### PROVIDED DATA
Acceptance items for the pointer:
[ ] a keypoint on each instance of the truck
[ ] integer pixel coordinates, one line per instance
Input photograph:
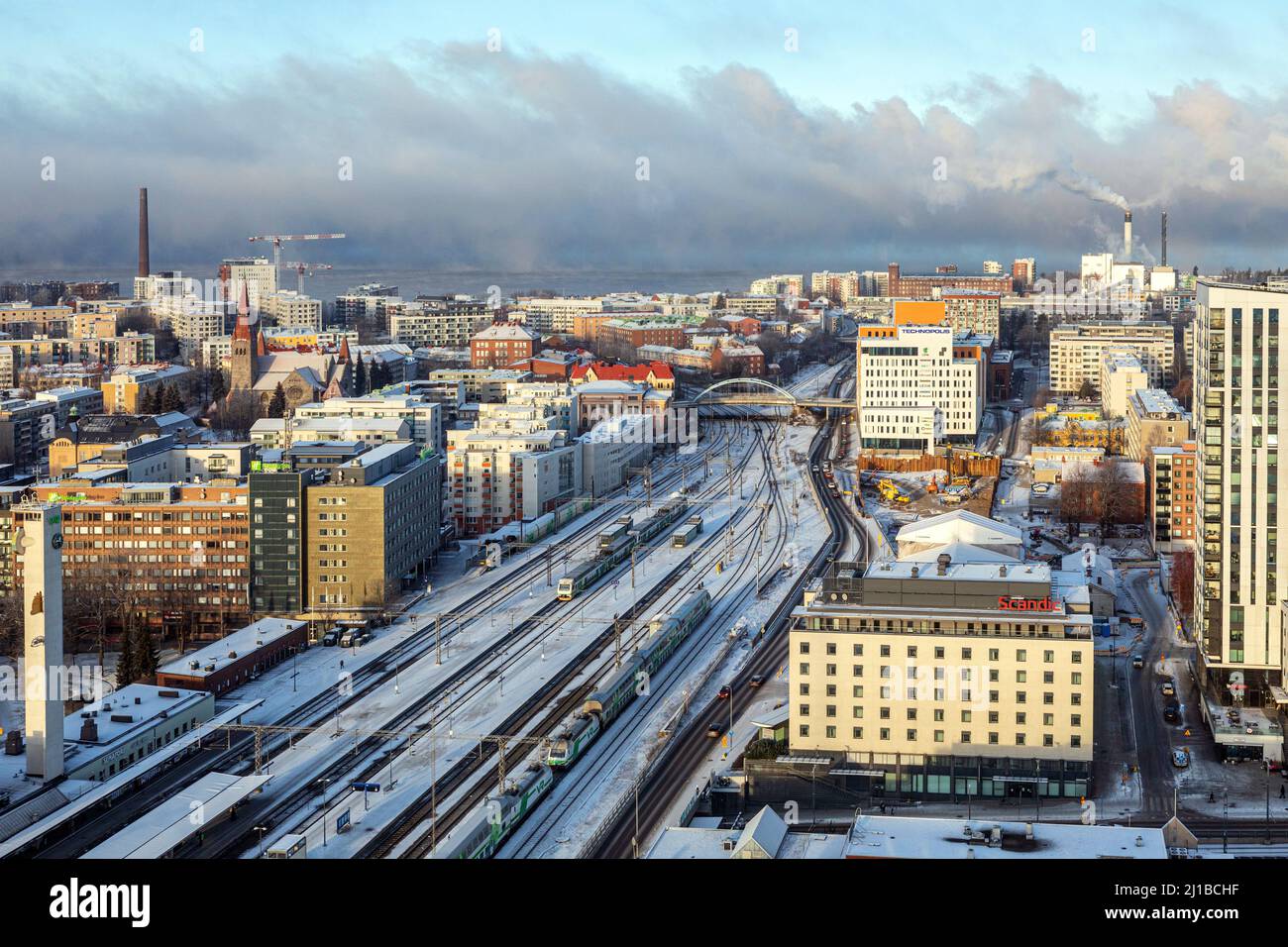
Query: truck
(684, 535)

### TRY IT
The copy must begin at the line containing "[ ] integer" and end at the last line of the data above, with every line retyped exactly and no pictures included.

### YOUR SOLUTION
[ ] integer pixel coordinates, one line per instance
Input photograph:
Query: truck
(684, 535)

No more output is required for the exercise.